Work to be completed: Could you extend the Fiji High Court ruling on the strike-out and consolidation applications, continuing after its last paragraph?

Text block:

[Start]

IN THE HIGH COURT OF FIJI
AT LAUTOKA
CIVIL JURISDICTION


Civil Action No. HBC 162 of 2012


BETWEEN
ABDUL YAMEN HAROON
Plaintiff


AND
HERMANT KUMARI
1st Defendant


AND
VINAY LATA
2nd Defendant


AND
RAMANJALU NAICKER
3rd Defendant


Appearances: Messrs Babu Singh & Associates for the Plaintiff
M/S Rams Law for the Defendant


R U L I N G


  1. There are two applications before me.
  2. The first one is a Summons to Strike Out filed by the first defendant Hemant Kumari on 18 October 2012 pursuant to Order 18 Rule 18(1) (d) of the High Court Rule 1988. The second is a Summons filed by the plaintiff Abdul Yamen Haroon on 2o February 2013 pursuant to Order 4 of the High Court Rules 1988 for an Order that Lautoka High Court Action No. 144 of 2012 be consolidated with Lautoka High Court Action No. 162 of 2012.
  3. Hermant Kumari has sworn an affidavit in support of her Summons to Strike Out. According to Kumari, on 27 June 2012, she had instituted Civil Action HBC 144 of 2012 against Haroon at the High Court in Lautoka. That action was a claim for breach of the terms and conditions of a tenancy agreement between her and Haroon. Haroon did file his statement of defence in that earlier action. However, rather than file a counter-claim, Haroon would file the current action HBC 162 of 2012.
  4. Kumari appears to argue that the current action HBC 162 of 2012 is rather ill-advised because it should have been pleaded as a counter-claim in HBC 162 of 2012. She argues that Haroon, as defendant in HBC 144 of 2012, could still have brought in the current 3rd defendant in that case vide third party proceedings.
  5. Kumari deposes at paragraph 9 that:

“both proceedings rely substantially on the same alleged facts of both the actions and the Court could have to deliberate on the same issues raised in the pleadings to make a determination”


  1. Kumari’s application to strike out is premised on the argument that it is improper for Haroon to have instituted HBC 162 of 2012 when his case in HBC 162 of 2012 could very well be pleaded as a counter-claim in HBC 144 of 2012 because, as Kumari puts it, both proceedings rely on the same facts and circumstances.

[End]

Raw data:
[Start]

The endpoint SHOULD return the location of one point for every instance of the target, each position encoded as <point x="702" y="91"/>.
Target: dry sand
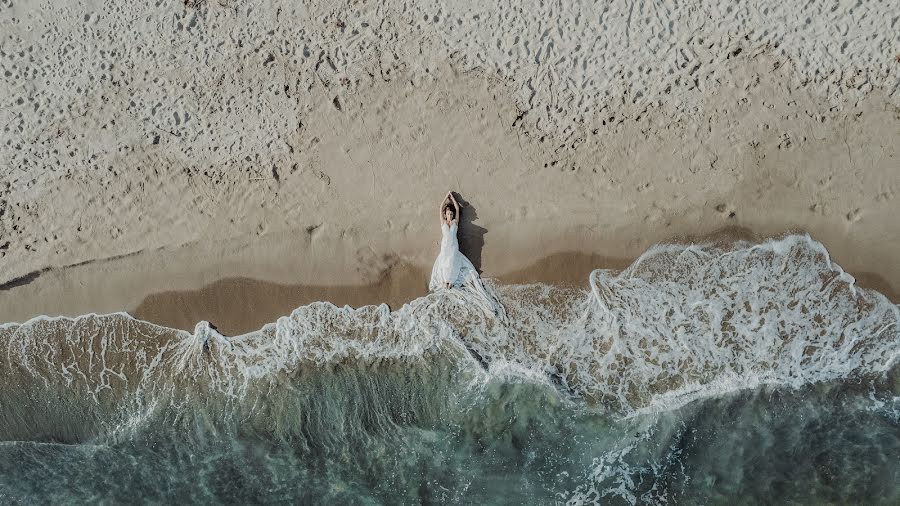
<point x="164" y="149"/>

[End]

Answer below:
  2. That both proceedings rely on the same facts and circumstances apparently, is a view that Haroon shares. This is evident from the very fact that on 20 February 2013, the Haroon would respond to the striking out application by filing an application for consolidation.
  3. It appears to me that both parties are in agreement that the two actions could be dealt with together in the same action. While Kumari wishes to strike out HBC 162 of 2012 because of Haroon’s failure to plead his case as a counter-claim in HBC 144 of 2012, Haroon on the other hand wishes to take remedial steps by consolidating the two actions.
  4. I start by saying that the Courts rarely exercise that jurisdiction to strike out a pleading. It is with the same reluctance that I deal with the application to strike out. There is nothing before me to suggest that the current action is frivolous or vexatious or is devoid of any reasonable cause of action. If the only issue raised concerning the current action is that it should have been pleaded as a counter-claim in HBC 144 of 2012, then the logical solution is to consider consolidating the two actions.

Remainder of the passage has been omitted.